Could you write out every record below exactly, leaving out any pictures?

| Given information |

[Start of section]

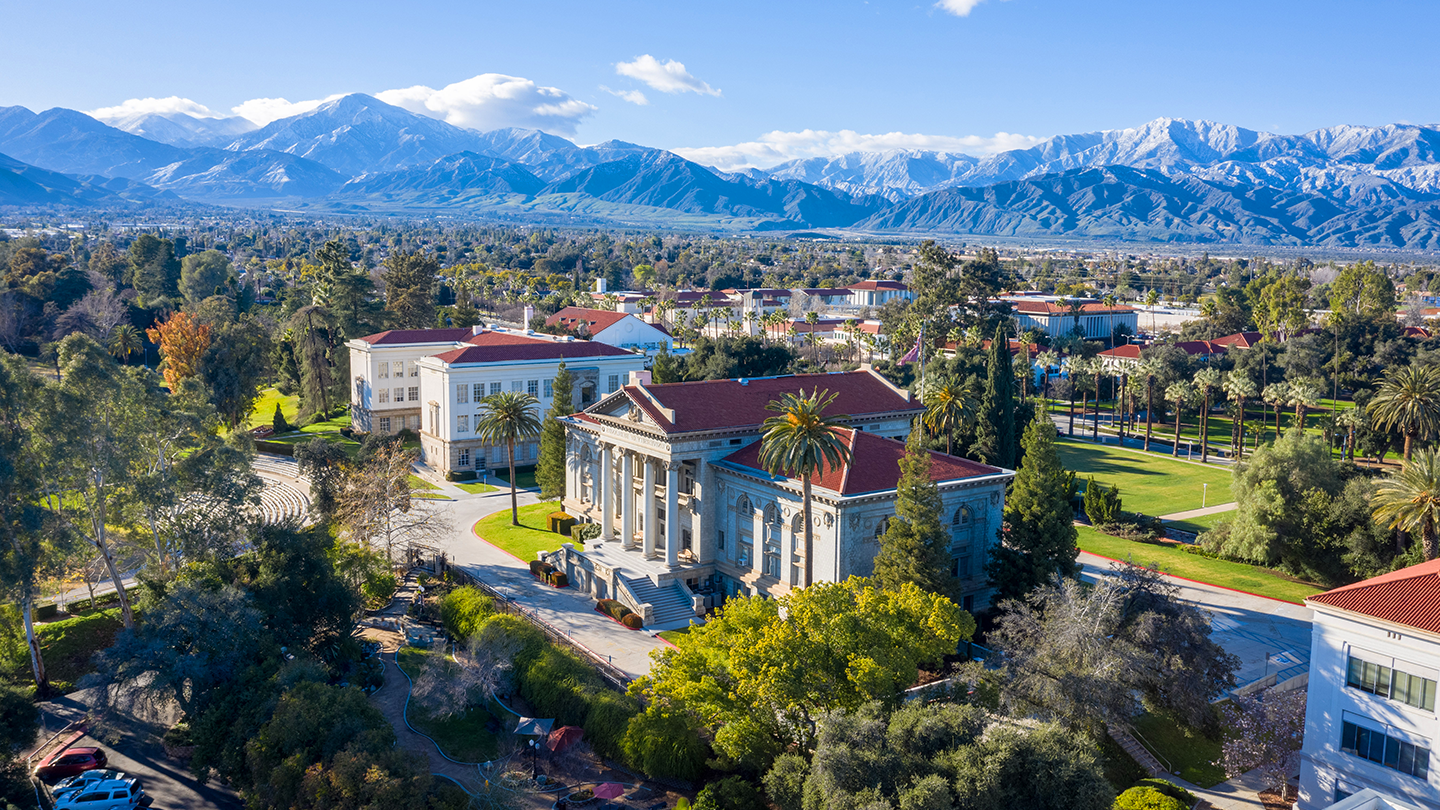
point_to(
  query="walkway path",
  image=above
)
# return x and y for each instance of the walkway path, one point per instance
(1201, 512)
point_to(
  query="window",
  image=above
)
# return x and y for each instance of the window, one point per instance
(1393, 753)
(1410, 689)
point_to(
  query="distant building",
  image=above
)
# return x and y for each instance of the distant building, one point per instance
(1371, 712)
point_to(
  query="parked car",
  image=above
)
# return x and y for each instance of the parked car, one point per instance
(104, 794)
(69, 761)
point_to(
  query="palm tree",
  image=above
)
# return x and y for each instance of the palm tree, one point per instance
(1178, 392)
(1410, 500)
(509, 417)
(949, 407)
(1409, 401)
(1206, 381)
(804, 440)
(124, 340)
(1239, 386)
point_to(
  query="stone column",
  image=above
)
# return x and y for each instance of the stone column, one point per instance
(673, 513)
(606, 486)
(648, 499)
(627, 499)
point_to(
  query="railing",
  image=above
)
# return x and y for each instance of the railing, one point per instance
(608, 670)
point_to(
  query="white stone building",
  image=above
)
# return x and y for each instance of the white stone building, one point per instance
(689, 518)
(1371, 709)
(431, 381)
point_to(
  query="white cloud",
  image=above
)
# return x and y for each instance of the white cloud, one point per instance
(167, 105)
(265, 110)
(778, 147)
(666, 77)
(958, 7)
(491, 101)
(631, 95)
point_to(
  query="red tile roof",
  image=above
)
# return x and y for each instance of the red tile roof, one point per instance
(874, 464)
(719, 404)
(509, 346)
(398, 336)
(1410, 595)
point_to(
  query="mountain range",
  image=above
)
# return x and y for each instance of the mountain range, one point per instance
(1167, 180)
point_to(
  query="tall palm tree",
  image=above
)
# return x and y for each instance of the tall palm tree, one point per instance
(949, 407)
(506, 418)
(1180, 392)
(804, 440)
(124, 340)
(1409, 401)
(1410, 500)
(1239, 386)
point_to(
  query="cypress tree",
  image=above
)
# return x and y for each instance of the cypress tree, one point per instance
(550, 466)
(1040, 538)
(915, 545)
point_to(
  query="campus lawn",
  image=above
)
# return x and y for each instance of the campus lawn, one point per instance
(1239, 575)
(1187, 750)
(1149, 483)
(473, 737)
(530, 536)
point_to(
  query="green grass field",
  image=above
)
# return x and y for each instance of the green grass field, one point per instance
(473, 737)
(1149, 483)
(526, 539)
(1249, 578)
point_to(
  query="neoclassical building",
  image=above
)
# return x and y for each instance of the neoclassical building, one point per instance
(689, 516)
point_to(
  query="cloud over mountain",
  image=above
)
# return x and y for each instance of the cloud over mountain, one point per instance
(779, 146)
(666, 77)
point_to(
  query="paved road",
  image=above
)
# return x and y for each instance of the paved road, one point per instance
(1266, 634)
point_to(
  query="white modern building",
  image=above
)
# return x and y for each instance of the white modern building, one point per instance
(1371, 711)
(615, 329)
(689, 516)
(432, 381)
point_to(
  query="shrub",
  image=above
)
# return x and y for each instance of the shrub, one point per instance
(1170, 789)
(664, 742)
(464, 610)
(1146, 799)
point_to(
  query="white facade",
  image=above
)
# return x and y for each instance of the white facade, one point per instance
(1371, 711)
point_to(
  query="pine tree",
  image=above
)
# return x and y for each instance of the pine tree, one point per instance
(550, 466)
(915, 545)
(1040, 536)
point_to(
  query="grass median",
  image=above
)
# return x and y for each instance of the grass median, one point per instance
(1172, 559)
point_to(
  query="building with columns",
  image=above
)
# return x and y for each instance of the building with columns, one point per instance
(689, 516)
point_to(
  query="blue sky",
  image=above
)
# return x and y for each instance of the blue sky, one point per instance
(759, 81)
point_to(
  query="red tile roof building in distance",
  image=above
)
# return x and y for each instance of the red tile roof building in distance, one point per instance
(874, 466)
(1410, 597)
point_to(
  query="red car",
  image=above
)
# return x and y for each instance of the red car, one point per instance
(69, 761)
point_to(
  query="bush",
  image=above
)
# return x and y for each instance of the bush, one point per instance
(1170, 789)
(1146, 799)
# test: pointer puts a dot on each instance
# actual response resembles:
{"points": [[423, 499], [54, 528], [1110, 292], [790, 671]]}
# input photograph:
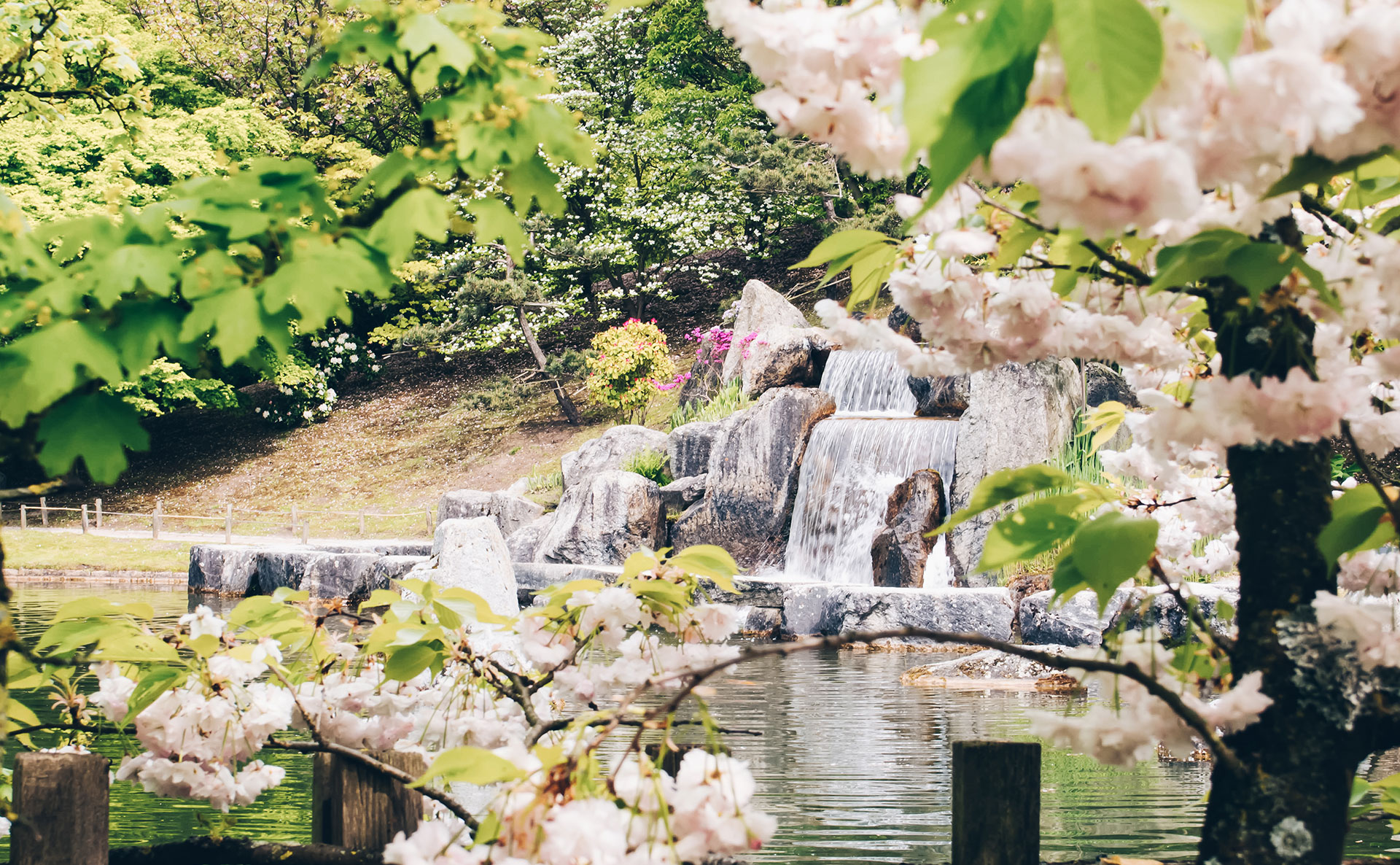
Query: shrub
{"points": [[650, 464], [166, 387], [629, 367], [724, 403]]}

[End of section]

| Written solution |
point_to(
  query="walkway path",
  image=above
)
# return x and y for each instance of the walkway path, one point per instance
(1201, 512)
point_to(
  query="window",
  image=above
)
# return x and y for each instance of the window, one point per instance
(1393, 753)
(1410, 689)
point_to(
  query="distant building",
  image=above
)
# return x and y for each instance of the distant building, one point per instance
(1371, 712)
point_to(
  query="parked car",
  image=above
)
# return x and y for each instance of the parked car, one point per instance
(104, 794)
(69, 761)
point_to(
  query="palm tree",
  image=above
)
# return x and y for each instance of the palm tree, one point per instance
(1178, 392)
(1410, 500)
(509, 417)
(949, 407)
(1409, 401)
(1206, 381)
(804, 440)
(124, 340)
(1239, 386)
point_to(
  query="stone column",
  image=above
)
# return x and y for each instance of the stone column, one point per instance
(673, 513)
(606, 486)
(648, 499)
(627, 499)
point_to(
  query="railing",
  image=above
)
# return x and y for each instance of the railing, one point per instance
(608, 670)
point_to(
  query="white stone building",
  image=above
)
# return x and y for each instance of the white stone building, one point per instance
(689, 518)
(1371, 709)
(431, 381)
point_to(
  query="white cloud",
  image=above
)
# return x and y for each instance of the white cloud, one point per instance
(167, 105)
(265, 110)
(778, 147)
(666, 77)
(958, 7)
(491, 101)
(631, 95)
point_to(
  query="red tile roof",
  image=above
)
# return x and y for each instance of the red tile roof, one point per instance
(874, 464)
(719, 404)
(509, 346)
(398, 336)
(1410, 595)
point_to(
  query="mountain range",
  image=above
)
# return x and y for each instance of the mountain range, one point per instance
(1167, 180)
point_to(
  query="tall palm tree",
  image=above
)
# return x and y for each instance of the tall palm tree, one point per instance
(949, 407)
(506, 418)
(1180, 392)
(804, 440)
(124, 340)
(1409, 401)
(1410, 500)
(1239, 386)
point_to(
  query="cypress tree",
  image=above
)
# return x and y for each instance of the cypress tree, one point per instance
(550, 466)
(1040, 538)
(915, 545)
point_to(
  query="campus lawn",
  image=above
)
# return x and y for each instance of the campus lawn, one point per instance
(1239, 575)
(1187, 750)
(1149, 483)
(473, 737)
(530, 536)
point_to(
  query="green grass field",
  image=above
)
# return x and y for each instance of the green grass field, one point per instance
(473, 737)
(1149, 483)
(526, 539)
(1249, 578)
point_to(
  query="neoclassical building",
  image=above
)
# return x and y for each instance of the neoclassical building, one point per instance
(689, 516)
point_to(
  query="cloud over mountain",
  image=above
)
# return x and y for each instance of the cloud over mountain, one point per instance
(779, 146)
(666, 77)
point_to(
  query="paved road",
  image=above
)
# return x and y for each instance of the paved road, one point per instance
(1266, 634)
point_to(
  query="white modern building",
  image=above
)
# return x and y for each instance of the white modern building, one point per instance
(1371, 711)
(615, 329)
(689, 516)
(432, 381)
point_to(
  query="shrub",
  image=above
)
# return x and y for each instance of the shrub, one point per instance
(1170, 789)
(664, 742)
(464, 610)
(1146, 799)
point_to(
  query="white facade",
  image=above
)
# return x and y for each instance of the white facade, one point per instance
(1371, 711)
point_to(
  query="pine tree",
  image=above
)
# return x and y for each instance of the pine tree, one point per instance
(550, 466)
(915, 545)
(1040, 536)
point_to(
  query="grass median",
  image=above
)
# return x and y for each instance of the grass median, one point per instance
(1172, 559)
point_to(
  query="building with columns",
  image=above
)
# return x and y for each instance of the building with columns, one point per instance
(689, 516)
point_to(
  query="blue sky",
  image=above
)
# return x and y for each instance of the blue sky, one point per instance
(759, 81)
point_to(
  query="red tile roof building in distance",
  image=above
)
# return x and y for each instance of the red tile roof building in distance, one point per instance
(874, 466)
(1410, 597)
point_to(
  query="red car",
  image=above
)
# return x and y for each instance of the red car, one point per instance
(69, 761)
point_to(
  query="bush",
  image=above
)
# return x and y for each instance of the bush, one point per instance
(1170, 789)
(1146, 799)
# test: pointer puts a dot on each instance
# actual response resembles:
{"points": [[423, 499], [54, 528], [1110, 292], [790, 671]]}
# input photograph:
Query: shrub
{"points": [[650, 464], [166, 387], [629, 367], [724, 403]]}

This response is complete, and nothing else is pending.